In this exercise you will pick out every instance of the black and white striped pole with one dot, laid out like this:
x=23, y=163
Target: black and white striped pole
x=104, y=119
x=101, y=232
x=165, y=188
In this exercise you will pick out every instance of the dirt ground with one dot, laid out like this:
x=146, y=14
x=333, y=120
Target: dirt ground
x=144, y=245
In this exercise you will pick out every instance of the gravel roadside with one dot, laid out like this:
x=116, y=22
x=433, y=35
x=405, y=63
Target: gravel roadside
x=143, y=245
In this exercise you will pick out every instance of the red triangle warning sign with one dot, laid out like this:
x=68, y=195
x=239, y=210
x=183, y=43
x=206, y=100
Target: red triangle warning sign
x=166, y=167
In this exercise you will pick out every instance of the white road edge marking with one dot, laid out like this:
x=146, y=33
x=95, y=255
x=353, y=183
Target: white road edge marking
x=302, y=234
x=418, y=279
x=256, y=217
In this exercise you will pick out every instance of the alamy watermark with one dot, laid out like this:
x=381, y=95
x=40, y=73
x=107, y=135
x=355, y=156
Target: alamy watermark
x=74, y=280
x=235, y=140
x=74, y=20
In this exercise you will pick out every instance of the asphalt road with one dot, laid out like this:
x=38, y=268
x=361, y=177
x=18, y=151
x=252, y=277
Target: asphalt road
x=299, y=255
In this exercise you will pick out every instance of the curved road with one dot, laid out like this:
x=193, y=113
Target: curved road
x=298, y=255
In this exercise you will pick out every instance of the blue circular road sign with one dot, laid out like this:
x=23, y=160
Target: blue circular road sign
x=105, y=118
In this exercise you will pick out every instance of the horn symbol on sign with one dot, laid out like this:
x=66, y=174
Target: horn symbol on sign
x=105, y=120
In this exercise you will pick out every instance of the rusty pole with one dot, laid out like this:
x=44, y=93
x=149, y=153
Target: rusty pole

Your instructions -
Arrange every line of the data above as a numbered list, one line per item, leaving out any blank lines.

Response to this exercise -
1. In this exercise you will pick out every instance of the black and white striped pole with one dot, laid out like this:
2. x=23, y=163
3. Target: black and white striped pole
4. x=104, y=119
5. x=101, y=232
6. x=165, y=188
7. In this exercise you will pick out every instance of the dirt ground with one dot, laid out like this:
8. x=146, y=14
9. x=333, y=120
10. Target: dirt ground
11. x=144, y=245
12. In this exercise you will pick out every instance of the gravel roadside with one dot, laid out like this:
13. x=116, y=22
14. x=433, y=35
15. x=405, y=63
16. Target: gravel roadside
17. x=143, y=245
18. In this exercise you will pick out every instance of the red triangle warning sign with one dot, laid out like this:
19. x=68, y=195
20. x=239, y=210
21. x=183, y=43
22. x=206, y=100
23. Target: red triangle warning sign
24. x=166, y=167
25. In this exercise you will pick out every instance of the white road edge marking with one dot, laid out like this:
26. x=146, y=33
27. x=95, y=255
28. x=353, y=183
29. Target: white road edge marking
30. x=302, y=234
31. x=418, y=279
32. x=256, y=217
33. In this exercise you will pick out every instance of the alamy watermark with one dot, laid out like this:
34. x=381, y=95
35. x=40, y=73
36. x=107, y=135
37. x=355, y=156
38. Target: alamy watermark
39. x=74, y=280
40. x=235, y=140
41. x=74, y=20
42. In this exercise you will pick out every instance of the asphalt road with one dot, laid out like this:
43. x=38, y=268
44. x=361, y=177
45. x=18, y=151
46. x=252, y=277
47. Target: asphalt road
48. x=299, y=255
49. In this exercise you will pick out every instance of the curved road with one dot, laid out like this:
50. x=193, y=113
51. Target: curved road
52. x=298, y=255
53. In this exercise you will pick out every instance of the blue circular road sign with one dot, laid out like this:
54. x=23, y=160
55. Target: blue circular road sign
56. x=105, y=118
57. In this exercise you will pick out every instance of the horn symbol on sign with one dot, laid out like this:
58. x=66, y=174
59. Target: horn symbol on sign
60. x=105, y=120
61. In this exercise you will pick out every instance of the rusty pole with one dot, laid out like this:
62. x=44, y=93
63. x=149, y=153
64. Target: rusty pole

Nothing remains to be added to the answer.